'''

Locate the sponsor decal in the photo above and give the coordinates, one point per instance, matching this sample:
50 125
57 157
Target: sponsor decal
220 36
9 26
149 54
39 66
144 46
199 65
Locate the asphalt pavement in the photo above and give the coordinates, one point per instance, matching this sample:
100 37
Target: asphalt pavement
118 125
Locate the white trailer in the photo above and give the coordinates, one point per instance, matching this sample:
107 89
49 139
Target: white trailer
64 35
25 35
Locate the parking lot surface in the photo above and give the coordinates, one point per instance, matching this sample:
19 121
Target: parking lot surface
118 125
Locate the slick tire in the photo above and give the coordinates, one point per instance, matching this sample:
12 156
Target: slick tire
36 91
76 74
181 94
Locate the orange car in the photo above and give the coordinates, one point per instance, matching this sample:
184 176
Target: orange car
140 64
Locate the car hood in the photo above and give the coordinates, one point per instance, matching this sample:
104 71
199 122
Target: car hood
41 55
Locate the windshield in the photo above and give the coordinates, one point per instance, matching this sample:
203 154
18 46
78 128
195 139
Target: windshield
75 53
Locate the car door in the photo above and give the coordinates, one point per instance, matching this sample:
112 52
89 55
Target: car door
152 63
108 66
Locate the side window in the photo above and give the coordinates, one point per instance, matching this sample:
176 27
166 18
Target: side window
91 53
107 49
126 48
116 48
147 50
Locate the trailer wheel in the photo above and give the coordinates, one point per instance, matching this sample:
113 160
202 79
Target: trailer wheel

'''

Given problem:
Extract all of the lines above and reproduce them verbatim, in their original order.

Written solution:
Locate the sponsor decal in the photo above and give the coordinates, one point per instance, matching this sample:
50 125
57 157
Target: sponsor decal
220 36
9 26
149 54
39 66
144 46
199 65
Locate the asphalt pavement in the photo above and give the coordinates, one point per instance, matching this sample:
100 37
Target: asphalt pavement
118 125
Locate the white trailer in the photo above and give the coordinates, one point per instance, matching this sample:
107 89
49 139
Target: white trailer
64 35
25 35
Locate the parking lot surface in the photo above and give the coordinates, one point per instance, matching this sample:
19 121
Target: parking lot surface
118 125
Locate the slick tire in the photo above and give the coordinates, one point per instance, matching this sample:
12 156
Target: slick tire
36 91
76 74
181 94
Locate the orange car in the photo above and give the coordinates, one point per instance, matching this sample:
184 176
Target: orange car
140 64
Locate the car hood in the photo above and give the coordinates, one point per instance, matching this sample:
104 71
199 122
Target: car hood
41 55
Locate the windshield in the photo above and give the coordinates, one point per instance, matching this sample:
203 154
18 46
78 128
195 139
Target: windshield
75 53
Locate the car door in the photo above and give the coordinates, one point per instance, matching this sample:
112 52
89 55
Target: car door
152 63
108 66
Locate the side window in the photo above and give the coordinates, one point per instance, matching this sample:
176 27
166 18
Target: side window
91 53
107 49
126 48
116 48
147 50
Locate the trailer wheel in the photo above and give the coordinates, one point per instance, matching this sample:
113 160
202 79
Target: trailer wheel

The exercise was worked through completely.